- **Written instruction**
In the PostgreSQL insert walkthrough, which background process eventually flushes the dirty heap page to the heap file?

## begin Document section

3. The row lands in shared_buffers

PostgreSQL now needs a heap page with enough free space for the new row. The orders table with a 500-character description field has rows of roughly 600–700 bytes. An 8KB page holds about 10–12 of these rows.

PostgreSQL consults the Free Space Map (FSM) , a structure that tracks how much free space exists in each heap page, to find a suitable page. It loads that page into shared_buffers if it isn't already there, and writes the new row into the page's free space. The page is now dirty; its in-memory version differs from what's on disk. It will be flushed to the heap file eventually, by the checkpointer background process.

The heap is unordered by design. PostgreSQL doesn't store rows sorted by order_id or any other key. New rows go wherever there's space. This is what enables fast inserts; you never need to find a sorted position in the heap. The tradeoff is that reads by non-indexed fields require a full sequential scan.

So what's durable right now: The WAL record is on disk. If the server crashes at this exact moment, PostgreSQL will replay the WAL on restart and re-apply this insert. The heap page is only in shared_buffers. But that's fine, because the WAL has it covered.

4. The primary B+Tree index update on order_id

PostgreSQL now updates the order_id index. It traverses the B+Tree from the root page to find the leaf page where the new UUID belongs.

For a table with 1 million rows, the B+Tree is typically 3–4 levels deep. Each level is a page read. So if the page is in shared_buffers, it's a memory access. If not, it's a disk read. Root and upper internal pages stay hot in shared_buffers because they're accessed on every operation; leaf pages are the cold part.

UUID keys are random. They don't arrive in sorted order, so each new key lands at a random position in the leaf level. Because of this, any leaf page can be the target of any insert and any leaf page can be full. Page splits happen frequently with UUID primary keys. When a leaf page is full, it splits: half its entries move to a new sibling page, and the parent node gets a new routing key. This is two page writes instead of one, plus a parent modification. Under high insert load with UUID keys, this is a real source of write amplification and p99 latency spikes.

## end Document section
## begin Data records

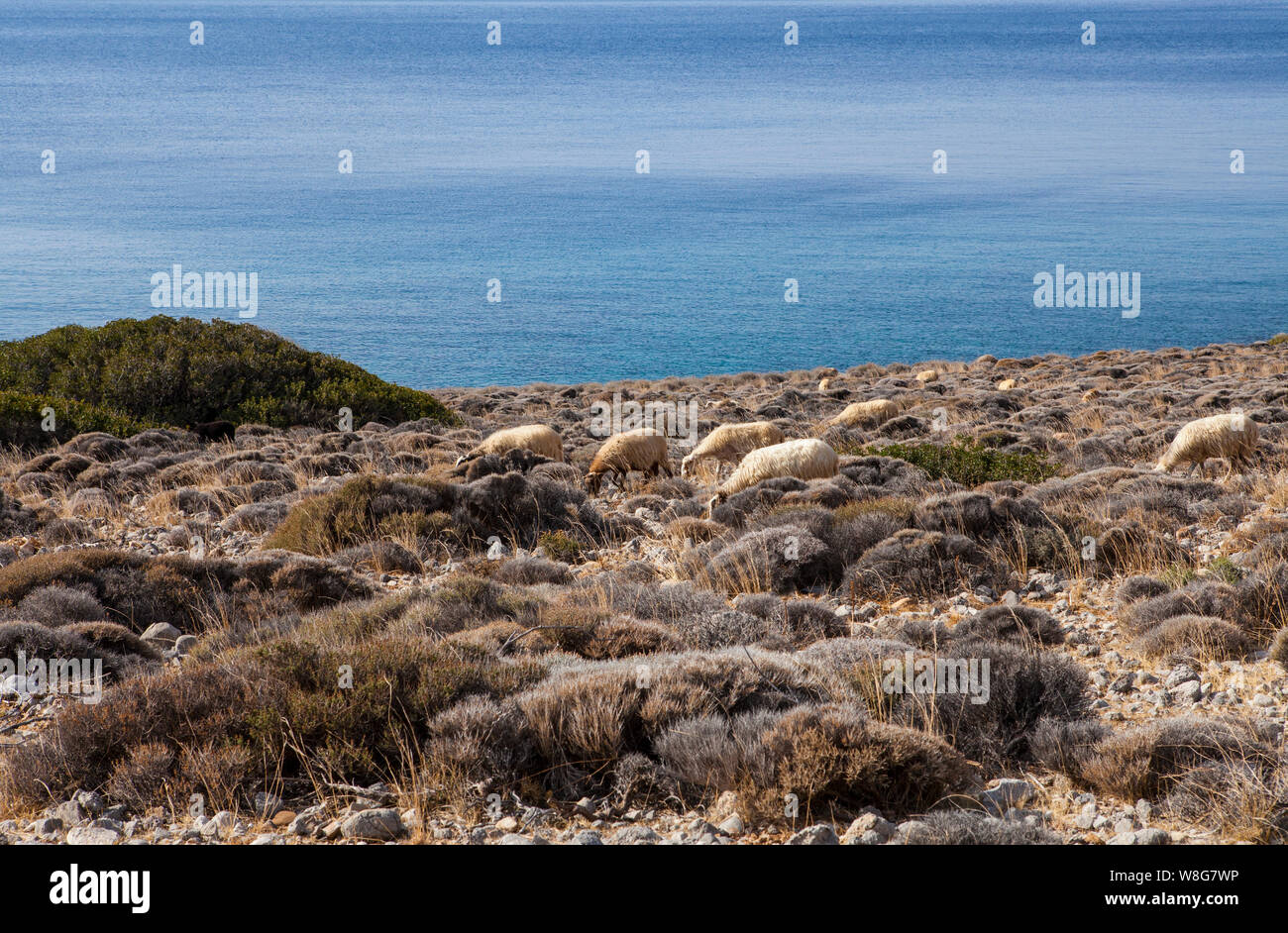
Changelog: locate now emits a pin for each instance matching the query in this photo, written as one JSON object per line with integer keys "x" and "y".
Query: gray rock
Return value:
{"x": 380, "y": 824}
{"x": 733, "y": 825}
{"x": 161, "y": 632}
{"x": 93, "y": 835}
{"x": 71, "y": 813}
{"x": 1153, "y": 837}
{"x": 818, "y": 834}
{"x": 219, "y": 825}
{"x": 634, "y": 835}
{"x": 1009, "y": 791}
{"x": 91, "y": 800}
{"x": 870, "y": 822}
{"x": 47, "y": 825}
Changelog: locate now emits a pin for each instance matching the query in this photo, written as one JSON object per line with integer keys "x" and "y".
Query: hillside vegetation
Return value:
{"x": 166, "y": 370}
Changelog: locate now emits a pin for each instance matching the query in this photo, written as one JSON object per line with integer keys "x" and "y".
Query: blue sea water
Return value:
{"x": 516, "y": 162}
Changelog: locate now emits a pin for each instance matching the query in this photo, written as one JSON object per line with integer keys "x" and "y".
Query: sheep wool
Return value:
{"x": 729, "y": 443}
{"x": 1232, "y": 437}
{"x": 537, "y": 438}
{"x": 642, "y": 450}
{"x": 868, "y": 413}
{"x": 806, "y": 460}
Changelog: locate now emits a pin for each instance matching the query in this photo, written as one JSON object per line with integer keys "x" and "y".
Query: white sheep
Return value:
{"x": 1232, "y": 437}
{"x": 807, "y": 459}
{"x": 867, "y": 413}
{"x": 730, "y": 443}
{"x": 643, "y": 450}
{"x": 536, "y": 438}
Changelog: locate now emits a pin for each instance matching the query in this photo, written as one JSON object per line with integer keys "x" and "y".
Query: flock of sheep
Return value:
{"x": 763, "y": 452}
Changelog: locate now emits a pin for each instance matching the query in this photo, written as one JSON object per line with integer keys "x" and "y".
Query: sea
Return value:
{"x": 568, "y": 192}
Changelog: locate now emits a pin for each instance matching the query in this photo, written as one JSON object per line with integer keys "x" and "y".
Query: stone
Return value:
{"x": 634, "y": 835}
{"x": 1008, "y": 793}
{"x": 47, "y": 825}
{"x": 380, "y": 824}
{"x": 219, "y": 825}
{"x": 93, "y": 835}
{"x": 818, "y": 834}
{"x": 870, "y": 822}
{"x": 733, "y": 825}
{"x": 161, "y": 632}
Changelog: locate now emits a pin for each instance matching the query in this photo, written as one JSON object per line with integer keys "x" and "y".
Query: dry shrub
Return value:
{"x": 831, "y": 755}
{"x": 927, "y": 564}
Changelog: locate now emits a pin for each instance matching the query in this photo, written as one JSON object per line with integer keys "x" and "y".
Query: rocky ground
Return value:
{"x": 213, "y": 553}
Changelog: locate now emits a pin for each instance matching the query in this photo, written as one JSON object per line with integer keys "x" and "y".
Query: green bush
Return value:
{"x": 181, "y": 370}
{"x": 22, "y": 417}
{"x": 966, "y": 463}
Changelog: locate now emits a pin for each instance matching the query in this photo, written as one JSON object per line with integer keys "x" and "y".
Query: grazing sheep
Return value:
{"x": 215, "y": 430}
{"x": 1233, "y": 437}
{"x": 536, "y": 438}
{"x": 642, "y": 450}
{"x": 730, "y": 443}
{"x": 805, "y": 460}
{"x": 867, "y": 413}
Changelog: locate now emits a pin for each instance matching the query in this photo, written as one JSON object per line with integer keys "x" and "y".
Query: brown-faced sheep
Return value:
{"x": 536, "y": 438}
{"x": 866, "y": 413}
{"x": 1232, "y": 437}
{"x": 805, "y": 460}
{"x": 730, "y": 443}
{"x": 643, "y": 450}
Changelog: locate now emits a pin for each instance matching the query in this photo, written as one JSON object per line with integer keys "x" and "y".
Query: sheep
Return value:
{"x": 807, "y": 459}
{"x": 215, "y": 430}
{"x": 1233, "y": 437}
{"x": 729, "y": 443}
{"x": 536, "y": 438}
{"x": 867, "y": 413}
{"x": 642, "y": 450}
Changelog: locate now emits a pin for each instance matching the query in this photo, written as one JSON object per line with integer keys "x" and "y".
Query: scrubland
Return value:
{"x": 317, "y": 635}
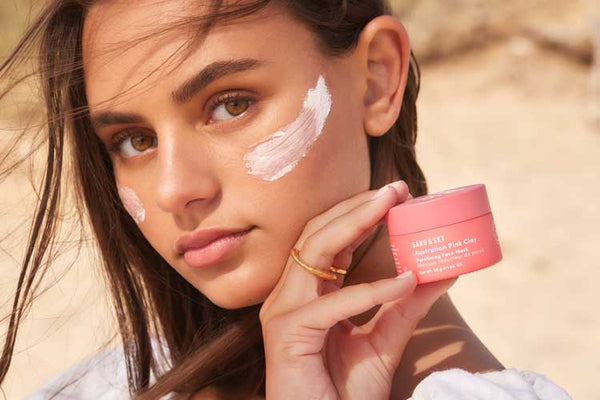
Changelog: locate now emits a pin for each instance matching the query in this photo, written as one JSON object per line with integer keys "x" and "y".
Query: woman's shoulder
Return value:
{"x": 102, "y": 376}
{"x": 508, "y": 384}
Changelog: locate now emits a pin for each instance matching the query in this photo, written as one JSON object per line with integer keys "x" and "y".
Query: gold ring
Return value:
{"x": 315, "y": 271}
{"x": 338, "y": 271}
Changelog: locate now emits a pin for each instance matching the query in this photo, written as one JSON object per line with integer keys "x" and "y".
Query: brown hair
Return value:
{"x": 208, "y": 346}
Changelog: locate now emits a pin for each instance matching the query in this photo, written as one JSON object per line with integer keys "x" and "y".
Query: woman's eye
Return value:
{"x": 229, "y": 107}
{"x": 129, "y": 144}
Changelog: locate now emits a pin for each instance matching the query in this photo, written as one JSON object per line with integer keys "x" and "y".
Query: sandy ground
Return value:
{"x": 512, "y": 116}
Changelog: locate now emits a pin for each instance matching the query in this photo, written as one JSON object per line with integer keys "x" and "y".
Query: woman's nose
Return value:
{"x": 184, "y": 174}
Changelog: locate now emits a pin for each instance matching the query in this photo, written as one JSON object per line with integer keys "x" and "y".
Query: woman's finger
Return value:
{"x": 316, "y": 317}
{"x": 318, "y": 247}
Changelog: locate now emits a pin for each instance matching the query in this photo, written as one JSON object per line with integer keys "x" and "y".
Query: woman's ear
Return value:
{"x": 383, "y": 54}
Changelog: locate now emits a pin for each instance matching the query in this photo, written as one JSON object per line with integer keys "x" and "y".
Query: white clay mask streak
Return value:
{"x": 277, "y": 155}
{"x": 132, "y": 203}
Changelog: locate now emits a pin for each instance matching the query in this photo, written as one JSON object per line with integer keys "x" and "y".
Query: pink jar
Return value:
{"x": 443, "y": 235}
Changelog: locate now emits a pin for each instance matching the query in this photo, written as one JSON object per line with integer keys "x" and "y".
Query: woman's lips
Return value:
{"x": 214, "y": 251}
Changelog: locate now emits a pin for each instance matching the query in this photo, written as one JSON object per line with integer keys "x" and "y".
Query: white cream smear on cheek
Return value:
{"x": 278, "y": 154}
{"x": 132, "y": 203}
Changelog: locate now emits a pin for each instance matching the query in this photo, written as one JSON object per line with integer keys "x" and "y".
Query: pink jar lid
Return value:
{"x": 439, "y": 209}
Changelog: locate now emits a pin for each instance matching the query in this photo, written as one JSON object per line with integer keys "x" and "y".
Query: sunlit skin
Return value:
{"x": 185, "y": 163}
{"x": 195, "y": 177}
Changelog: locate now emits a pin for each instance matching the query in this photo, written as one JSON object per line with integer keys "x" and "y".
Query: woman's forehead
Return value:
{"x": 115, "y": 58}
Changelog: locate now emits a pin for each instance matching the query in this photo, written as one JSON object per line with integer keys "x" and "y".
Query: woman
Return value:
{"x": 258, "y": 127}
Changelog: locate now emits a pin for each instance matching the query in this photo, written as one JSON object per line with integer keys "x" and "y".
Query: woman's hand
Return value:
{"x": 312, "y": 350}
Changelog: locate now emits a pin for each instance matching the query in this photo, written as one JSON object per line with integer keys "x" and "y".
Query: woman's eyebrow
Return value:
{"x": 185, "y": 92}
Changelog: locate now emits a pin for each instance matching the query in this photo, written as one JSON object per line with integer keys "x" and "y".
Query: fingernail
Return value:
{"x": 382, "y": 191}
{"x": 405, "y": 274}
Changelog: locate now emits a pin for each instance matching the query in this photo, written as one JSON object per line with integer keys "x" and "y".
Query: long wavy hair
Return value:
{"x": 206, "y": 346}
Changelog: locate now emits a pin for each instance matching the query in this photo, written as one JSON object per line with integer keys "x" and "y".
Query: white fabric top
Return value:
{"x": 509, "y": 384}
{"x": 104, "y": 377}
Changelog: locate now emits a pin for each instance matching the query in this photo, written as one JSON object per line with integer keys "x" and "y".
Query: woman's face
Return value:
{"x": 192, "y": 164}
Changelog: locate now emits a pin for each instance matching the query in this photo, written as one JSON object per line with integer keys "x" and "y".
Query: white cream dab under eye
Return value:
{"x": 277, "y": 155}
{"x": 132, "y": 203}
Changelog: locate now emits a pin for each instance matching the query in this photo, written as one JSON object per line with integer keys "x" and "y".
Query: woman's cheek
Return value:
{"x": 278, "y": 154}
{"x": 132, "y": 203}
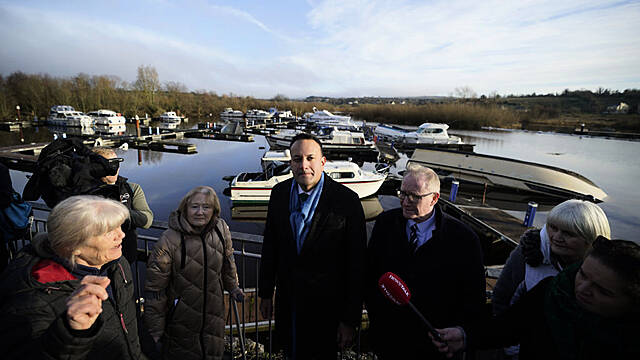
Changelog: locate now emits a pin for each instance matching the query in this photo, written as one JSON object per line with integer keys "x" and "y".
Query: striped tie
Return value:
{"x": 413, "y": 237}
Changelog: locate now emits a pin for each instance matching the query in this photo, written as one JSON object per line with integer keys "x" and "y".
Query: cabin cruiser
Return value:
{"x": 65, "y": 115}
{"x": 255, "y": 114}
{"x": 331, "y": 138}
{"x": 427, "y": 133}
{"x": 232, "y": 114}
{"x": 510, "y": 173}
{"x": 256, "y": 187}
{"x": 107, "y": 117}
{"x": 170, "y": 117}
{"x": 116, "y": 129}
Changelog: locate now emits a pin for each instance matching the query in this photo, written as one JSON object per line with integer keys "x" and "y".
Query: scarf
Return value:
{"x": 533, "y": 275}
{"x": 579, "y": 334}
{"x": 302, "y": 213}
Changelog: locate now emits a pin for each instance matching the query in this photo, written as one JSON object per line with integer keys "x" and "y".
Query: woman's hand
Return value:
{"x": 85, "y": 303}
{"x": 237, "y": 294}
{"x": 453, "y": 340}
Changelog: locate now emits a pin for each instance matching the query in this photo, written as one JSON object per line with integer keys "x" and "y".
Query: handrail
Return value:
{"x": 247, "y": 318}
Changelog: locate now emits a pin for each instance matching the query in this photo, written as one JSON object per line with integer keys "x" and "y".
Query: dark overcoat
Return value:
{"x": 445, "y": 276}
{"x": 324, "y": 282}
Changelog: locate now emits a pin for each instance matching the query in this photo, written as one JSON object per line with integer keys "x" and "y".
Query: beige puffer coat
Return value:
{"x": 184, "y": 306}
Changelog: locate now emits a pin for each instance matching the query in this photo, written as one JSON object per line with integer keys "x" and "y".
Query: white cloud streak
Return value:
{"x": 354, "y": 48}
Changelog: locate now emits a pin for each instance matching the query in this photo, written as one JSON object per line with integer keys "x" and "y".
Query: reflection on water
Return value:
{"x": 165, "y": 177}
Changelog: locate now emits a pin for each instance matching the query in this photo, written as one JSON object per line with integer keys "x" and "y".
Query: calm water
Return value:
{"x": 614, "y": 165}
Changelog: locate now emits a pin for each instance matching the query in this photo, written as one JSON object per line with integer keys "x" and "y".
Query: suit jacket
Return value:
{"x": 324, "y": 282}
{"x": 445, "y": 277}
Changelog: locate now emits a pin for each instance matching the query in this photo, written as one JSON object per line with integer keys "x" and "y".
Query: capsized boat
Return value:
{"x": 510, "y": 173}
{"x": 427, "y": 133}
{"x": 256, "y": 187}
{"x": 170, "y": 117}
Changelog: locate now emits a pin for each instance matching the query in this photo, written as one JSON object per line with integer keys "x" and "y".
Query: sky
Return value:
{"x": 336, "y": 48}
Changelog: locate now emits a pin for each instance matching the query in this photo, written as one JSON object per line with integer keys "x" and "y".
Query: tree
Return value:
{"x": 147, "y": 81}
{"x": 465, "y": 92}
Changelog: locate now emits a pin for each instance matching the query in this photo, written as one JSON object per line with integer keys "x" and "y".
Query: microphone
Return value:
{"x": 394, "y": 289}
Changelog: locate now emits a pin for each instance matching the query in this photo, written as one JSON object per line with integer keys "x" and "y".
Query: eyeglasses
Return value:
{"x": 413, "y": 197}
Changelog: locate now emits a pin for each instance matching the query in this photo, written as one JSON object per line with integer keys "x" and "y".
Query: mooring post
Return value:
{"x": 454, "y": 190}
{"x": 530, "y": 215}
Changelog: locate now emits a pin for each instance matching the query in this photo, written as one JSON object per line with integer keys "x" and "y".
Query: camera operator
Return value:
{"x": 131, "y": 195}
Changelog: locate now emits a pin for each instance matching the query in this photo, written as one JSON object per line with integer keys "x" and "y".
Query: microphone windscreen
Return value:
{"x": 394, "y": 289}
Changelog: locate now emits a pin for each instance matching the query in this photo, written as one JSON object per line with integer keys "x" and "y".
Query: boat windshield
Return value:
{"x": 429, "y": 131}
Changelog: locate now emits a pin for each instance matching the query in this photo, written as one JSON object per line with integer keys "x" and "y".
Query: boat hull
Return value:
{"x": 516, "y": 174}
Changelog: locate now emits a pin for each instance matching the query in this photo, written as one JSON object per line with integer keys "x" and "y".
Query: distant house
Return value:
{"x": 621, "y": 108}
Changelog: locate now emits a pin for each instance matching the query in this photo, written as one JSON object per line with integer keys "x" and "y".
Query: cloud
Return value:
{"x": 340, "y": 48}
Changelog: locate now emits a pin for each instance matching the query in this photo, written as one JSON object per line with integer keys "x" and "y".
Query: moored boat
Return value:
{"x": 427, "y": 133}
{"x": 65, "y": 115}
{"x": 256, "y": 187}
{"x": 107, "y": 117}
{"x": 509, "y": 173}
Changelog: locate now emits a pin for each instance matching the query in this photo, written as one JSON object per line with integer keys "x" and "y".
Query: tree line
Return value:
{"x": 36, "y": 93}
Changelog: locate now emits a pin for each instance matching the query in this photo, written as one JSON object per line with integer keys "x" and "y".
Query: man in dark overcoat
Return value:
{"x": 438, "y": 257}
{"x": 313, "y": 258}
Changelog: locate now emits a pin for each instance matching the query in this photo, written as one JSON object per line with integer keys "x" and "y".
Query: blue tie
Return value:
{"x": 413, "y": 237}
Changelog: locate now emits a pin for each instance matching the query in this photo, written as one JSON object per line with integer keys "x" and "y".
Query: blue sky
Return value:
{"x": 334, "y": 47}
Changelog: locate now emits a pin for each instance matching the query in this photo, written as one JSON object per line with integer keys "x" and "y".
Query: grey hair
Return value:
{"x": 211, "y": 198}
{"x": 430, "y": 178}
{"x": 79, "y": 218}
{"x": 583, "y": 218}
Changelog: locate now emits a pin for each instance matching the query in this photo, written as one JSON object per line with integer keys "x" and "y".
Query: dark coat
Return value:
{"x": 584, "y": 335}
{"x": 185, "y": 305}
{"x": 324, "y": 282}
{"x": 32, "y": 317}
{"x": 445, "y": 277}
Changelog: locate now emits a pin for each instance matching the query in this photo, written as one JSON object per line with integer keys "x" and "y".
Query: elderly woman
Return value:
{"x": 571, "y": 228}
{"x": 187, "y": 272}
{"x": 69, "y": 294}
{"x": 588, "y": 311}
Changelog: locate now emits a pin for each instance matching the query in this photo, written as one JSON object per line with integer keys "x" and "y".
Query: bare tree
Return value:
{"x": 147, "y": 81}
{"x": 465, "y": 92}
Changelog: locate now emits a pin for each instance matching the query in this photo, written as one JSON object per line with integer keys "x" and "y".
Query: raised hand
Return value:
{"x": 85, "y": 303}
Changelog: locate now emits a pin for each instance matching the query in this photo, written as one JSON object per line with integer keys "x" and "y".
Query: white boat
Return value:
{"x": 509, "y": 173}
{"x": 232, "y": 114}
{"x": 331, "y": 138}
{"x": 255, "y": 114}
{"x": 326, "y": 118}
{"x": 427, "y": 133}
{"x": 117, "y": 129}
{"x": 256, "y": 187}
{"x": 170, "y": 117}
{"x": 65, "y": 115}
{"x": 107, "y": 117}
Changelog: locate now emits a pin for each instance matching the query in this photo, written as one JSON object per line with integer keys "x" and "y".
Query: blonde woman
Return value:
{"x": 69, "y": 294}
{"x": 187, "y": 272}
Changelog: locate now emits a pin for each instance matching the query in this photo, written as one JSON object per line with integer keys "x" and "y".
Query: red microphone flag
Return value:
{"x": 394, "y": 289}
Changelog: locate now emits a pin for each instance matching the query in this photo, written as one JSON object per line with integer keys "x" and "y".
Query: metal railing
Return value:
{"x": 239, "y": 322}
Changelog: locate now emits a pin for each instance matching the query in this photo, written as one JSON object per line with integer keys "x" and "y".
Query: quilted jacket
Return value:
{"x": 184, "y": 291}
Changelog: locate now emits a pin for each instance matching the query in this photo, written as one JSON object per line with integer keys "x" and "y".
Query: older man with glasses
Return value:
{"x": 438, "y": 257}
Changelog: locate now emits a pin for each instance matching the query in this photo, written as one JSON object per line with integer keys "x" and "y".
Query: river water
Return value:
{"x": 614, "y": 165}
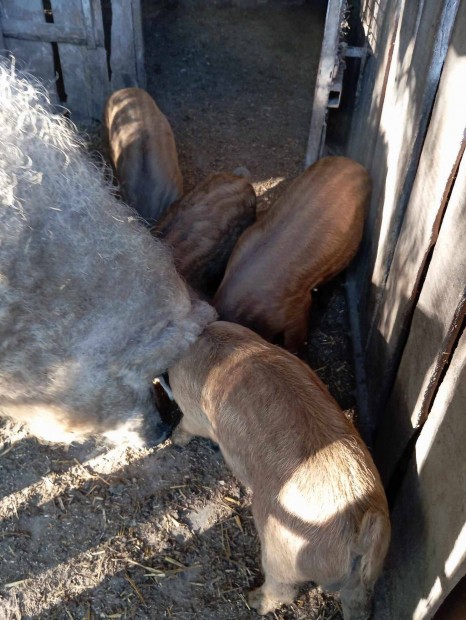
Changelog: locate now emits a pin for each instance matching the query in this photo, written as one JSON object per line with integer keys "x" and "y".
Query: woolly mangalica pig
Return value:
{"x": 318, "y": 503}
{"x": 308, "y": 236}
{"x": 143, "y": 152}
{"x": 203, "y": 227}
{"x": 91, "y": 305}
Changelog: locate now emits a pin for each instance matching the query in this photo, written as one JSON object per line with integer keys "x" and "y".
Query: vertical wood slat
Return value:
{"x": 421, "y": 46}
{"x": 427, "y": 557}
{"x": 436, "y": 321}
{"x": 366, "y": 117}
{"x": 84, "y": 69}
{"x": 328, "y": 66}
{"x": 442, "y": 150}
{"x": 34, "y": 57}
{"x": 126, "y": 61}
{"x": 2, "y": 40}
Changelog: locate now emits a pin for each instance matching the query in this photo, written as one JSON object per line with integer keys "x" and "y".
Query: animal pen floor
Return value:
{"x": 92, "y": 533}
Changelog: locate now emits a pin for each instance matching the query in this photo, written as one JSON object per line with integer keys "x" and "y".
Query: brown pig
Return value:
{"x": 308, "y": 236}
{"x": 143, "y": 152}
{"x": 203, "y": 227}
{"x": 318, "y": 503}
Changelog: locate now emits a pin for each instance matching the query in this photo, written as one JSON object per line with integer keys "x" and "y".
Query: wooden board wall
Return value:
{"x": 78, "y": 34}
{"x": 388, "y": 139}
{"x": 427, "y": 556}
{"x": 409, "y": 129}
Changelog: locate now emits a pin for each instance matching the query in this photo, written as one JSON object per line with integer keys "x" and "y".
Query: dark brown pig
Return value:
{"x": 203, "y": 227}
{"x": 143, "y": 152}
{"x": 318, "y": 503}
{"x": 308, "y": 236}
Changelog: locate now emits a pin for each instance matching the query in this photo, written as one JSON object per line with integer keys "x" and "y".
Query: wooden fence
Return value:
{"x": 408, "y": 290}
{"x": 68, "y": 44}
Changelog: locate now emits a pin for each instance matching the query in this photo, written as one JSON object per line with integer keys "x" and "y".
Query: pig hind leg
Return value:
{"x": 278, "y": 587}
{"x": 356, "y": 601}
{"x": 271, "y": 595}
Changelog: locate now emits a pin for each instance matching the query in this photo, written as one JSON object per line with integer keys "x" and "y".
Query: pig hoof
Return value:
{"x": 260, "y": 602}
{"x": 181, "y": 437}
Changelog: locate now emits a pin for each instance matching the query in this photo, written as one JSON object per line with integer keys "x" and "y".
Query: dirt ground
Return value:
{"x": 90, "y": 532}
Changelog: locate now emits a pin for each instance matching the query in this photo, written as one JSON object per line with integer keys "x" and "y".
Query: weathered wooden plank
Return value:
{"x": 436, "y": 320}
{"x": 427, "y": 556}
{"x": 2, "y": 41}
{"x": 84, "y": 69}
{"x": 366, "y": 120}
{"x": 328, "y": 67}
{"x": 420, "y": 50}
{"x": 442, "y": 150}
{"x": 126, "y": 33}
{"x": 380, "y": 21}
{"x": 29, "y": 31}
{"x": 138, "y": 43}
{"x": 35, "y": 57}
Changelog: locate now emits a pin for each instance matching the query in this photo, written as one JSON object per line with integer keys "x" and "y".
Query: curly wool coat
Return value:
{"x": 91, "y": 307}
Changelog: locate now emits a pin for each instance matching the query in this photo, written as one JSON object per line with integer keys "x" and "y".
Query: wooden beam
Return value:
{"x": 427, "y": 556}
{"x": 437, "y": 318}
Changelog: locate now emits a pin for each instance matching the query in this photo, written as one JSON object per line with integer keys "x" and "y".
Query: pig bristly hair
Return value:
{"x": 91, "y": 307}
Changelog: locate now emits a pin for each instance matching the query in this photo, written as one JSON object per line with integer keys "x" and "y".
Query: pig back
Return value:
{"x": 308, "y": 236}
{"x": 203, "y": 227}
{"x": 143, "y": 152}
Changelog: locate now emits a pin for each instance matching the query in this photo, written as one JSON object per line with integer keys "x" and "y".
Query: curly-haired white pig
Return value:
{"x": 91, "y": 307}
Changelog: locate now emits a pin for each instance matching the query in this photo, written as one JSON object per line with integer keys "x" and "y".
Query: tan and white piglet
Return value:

## end Data records

- **Reply**
The checkpointer background process.